Lay out the material as a Markdown table with the columns Row and Line, covering only the part that opens with the line containing "The client would like the lattice" and runs through the end of the material, with blank lines left out.

→ Material provided:
-- Start --

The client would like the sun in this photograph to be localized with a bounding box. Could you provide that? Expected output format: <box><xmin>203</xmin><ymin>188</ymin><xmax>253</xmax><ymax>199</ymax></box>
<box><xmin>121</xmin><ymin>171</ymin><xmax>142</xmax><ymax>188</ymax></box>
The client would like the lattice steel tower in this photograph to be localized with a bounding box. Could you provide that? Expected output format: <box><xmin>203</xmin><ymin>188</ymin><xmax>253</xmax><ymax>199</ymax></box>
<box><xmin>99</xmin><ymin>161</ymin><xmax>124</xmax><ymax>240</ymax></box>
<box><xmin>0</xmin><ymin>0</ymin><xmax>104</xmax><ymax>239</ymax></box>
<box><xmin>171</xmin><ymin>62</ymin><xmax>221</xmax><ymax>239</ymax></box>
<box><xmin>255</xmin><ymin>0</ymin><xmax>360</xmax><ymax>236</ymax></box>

-- End --

→ Expected answer:
| Row | Line |
|---|---|
| 1 | The client would like the lattice steel tower in this photograph to be localized with a bounding box. Could you provide that? Expected output format: <box><xmin>203</xmin><ymin>188</ymin><xmax>253</xmax><ymax>199</ymax></box> |
| 2 | <box><xmin>99</xmin><ymin>161</ymin><xmax>124</xmax><ymax>240</ymax></box> |
| 3 | <box><xmin>0</xmin><ymin>0</ymin><xmax>104</xmax><ymax>239</ymax></box> |
| 4 | <box><xmin>171</xmin><ymin>62</ymin><xmax>221</xmax><ymax>239</ymax></box> |
| 5 | <box><xmin>255</xmin><ymin>0</ymin><xmax>360</xmax><ymax>236</ymax></box> |